#### EXERCISE PROMPT
Below are some entries. Copy each line in them that holds "ceiling".

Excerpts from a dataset
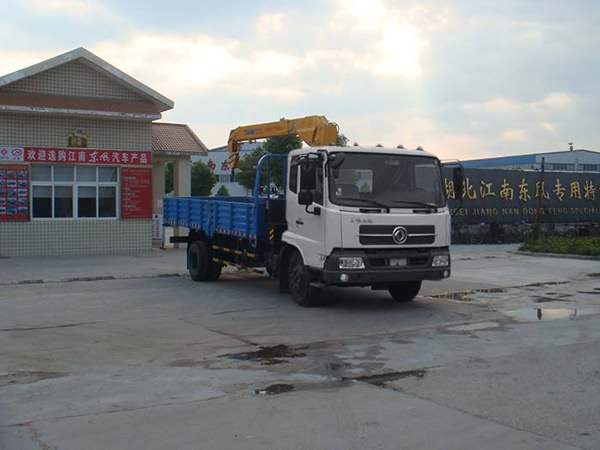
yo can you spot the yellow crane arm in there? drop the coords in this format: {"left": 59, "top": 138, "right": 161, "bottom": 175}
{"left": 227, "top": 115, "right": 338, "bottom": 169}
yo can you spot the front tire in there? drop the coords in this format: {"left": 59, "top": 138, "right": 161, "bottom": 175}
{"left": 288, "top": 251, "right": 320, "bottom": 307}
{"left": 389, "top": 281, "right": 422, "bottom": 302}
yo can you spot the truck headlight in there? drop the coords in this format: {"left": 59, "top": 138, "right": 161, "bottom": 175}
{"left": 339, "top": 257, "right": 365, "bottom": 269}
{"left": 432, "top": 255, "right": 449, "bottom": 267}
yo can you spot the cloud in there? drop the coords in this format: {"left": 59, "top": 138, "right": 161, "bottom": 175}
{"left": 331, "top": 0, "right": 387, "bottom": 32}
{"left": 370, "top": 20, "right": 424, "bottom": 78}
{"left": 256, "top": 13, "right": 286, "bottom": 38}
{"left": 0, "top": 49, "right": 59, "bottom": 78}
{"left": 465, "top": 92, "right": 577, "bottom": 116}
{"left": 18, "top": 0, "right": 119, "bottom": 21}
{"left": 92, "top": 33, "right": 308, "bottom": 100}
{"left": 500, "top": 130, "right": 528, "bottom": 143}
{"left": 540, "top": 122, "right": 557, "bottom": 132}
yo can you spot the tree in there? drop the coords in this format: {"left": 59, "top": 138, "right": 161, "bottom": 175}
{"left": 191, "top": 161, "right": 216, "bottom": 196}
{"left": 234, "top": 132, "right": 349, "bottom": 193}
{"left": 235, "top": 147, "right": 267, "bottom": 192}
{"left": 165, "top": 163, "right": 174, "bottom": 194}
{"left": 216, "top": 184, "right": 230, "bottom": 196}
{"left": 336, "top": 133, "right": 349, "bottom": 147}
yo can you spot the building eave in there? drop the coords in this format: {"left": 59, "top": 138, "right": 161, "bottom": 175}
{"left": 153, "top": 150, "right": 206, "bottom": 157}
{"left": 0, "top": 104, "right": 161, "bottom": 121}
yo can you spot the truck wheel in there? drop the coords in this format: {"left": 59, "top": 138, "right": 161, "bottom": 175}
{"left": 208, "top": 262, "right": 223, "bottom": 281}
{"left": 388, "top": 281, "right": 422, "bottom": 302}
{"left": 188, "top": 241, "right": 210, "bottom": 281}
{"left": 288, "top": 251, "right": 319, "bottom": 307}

---

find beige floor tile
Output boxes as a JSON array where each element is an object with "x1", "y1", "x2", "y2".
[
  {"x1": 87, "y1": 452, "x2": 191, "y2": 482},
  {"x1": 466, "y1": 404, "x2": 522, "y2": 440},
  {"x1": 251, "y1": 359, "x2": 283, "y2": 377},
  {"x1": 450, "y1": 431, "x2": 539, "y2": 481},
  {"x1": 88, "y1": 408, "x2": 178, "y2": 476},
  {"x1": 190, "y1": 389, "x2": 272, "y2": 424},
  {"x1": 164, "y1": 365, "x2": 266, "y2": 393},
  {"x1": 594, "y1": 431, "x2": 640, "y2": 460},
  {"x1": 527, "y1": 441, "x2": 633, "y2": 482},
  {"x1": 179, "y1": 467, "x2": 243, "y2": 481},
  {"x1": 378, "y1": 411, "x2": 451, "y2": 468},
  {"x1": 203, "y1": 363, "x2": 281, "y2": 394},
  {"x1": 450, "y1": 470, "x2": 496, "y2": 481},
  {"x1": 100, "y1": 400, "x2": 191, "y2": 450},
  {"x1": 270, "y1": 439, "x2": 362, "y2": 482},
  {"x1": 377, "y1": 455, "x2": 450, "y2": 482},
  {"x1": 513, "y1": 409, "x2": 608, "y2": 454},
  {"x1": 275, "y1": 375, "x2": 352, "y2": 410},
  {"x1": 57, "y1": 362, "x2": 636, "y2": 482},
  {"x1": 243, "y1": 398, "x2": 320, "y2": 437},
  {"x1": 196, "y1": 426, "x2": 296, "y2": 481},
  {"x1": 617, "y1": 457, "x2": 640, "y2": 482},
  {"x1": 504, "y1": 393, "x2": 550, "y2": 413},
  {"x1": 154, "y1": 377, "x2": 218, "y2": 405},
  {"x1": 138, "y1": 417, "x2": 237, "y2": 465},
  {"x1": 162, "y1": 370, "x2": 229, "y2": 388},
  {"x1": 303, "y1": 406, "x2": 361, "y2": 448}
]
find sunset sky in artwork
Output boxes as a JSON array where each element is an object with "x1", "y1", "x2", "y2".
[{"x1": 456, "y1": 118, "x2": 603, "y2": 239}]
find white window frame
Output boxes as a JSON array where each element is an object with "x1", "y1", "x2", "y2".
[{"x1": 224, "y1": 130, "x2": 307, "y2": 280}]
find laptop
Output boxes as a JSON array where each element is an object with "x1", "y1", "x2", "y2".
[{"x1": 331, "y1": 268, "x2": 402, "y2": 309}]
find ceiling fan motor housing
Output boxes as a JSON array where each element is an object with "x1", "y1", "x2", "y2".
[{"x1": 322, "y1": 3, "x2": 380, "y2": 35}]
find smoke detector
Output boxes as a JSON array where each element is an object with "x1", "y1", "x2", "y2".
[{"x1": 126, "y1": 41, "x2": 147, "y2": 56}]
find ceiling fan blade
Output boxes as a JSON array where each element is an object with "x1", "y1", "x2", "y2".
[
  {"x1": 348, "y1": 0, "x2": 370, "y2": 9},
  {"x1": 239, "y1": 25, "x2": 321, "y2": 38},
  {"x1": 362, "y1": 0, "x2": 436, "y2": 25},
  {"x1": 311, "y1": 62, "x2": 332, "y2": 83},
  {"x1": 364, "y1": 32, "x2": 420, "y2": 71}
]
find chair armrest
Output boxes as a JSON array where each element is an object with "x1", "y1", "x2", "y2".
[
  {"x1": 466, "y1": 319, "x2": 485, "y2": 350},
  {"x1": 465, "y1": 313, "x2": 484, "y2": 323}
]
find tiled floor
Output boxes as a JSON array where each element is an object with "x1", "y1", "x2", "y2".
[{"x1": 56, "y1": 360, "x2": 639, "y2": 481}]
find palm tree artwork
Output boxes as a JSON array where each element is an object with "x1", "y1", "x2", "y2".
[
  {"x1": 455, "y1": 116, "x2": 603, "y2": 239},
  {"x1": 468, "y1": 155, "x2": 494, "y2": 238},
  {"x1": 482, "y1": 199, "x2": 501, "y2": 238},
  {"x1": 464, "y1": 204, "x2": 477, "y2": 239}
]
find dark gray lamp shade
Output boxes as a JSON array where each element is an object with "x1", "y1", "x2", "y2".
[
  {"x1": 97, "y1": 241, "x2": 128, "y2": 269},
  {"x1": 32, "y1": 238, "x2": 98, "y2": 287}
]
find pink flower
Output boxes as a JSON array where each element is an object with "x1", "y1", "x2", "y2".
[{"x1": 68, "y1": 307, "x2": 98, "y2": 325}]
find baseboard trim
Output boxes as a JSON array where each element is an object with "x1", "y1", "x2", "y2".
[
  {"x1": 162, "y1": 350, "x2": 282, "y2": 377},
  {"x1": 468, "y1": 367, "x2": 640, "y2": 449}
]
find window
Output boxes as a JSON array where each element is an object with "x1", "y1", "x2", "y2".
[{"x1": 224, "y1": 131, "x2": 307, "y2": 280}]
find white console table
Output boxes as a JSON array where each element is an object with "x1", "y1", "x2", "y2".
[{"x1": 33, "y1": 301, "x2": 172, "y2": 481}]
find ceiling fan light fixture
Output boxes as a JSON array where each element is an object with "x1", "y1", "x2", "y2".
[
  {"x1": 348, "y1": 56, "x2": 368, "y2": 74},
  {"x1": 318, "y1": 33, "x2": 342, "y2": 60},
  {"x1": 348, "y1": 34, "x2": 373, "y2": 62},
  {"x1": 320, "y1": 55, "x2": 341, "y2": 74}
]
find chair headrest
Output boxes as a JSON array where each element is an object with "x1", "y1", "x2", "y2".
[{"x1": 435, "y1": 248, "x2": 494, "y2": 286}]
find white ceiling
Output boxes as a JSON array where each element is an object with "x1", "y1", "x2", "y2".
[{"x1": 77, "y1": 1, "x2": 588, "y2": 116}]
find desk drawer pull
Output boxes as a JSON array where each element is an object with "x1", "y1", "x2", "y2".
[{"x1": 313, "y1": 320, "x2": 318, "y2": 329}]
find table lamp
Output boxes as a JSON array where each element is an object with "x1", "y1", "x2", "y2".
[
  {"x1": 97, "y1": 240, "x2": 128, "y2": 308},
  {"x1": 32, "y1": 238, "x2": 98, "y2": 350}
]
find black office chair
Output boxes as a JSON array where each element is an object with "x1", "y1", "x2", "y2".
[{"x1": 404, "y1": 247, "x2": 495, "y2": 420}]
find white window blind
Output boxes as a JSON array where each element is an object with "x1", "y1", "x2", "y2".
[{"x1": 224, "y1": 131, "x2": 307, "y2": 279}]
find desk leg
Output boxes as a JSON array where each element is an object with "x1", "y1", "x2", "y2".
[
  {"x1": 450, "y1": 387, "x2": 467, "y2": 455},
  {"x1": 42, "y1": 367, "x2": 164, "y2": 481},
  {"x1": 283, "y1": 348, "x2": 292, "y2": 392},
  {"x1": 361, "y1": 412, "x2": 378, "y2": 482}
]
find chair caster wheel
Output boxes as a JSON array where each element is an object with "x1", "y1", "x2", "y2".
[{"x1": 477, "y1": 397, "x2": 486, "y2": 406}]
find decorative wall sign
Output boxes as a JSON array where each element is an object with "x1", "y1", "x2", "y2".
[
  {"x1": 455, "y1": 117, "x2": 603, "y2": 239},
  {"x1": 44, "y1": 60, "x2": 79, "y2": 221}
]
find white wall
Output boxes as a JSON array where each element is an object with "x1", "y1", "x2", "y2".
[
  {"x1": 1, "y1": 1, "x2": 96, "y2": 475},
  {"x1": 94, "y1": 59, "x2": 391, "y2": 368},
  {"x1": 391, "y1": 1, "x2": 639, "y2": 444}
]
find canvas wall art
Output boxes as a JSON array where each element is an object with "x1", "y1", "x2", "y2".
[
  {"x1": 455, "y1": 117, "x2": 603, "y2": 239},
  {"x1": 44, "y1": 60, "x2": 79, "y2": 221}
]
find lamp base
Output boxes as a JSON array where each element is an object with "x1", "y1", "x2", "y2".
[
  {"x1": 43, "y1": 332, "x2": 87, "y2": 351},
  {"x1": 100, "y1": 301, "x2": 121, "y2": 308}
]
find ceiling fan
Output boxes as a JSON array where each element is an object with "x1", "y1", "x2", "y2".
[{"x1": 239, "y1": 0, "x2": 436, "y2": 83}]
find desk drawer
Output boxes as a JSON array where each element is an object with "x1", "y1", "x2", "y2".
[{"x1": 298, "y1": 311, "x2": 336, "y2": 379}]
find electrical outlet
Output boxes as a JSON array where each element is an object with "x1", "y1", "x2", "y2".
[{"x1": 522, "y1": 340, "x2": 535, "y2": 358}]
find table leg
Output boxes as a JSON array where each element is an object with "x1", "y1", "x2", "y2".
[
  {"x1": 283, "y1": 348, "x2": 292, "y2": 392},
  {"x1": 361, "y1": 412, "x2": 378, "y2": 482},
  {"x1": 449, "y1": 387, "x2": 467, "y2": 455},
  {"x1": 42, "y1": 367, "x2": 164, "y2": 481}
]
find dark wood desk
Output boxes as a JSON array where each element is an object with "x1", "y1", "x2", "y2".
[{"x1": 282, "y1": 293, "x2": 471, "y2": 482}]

#### REPLY TO THE EXERCISE
find ceiling fan motor housing
find ceiling fan blade
find ceiling fan light fixture
find white ceiling
find ceiling fan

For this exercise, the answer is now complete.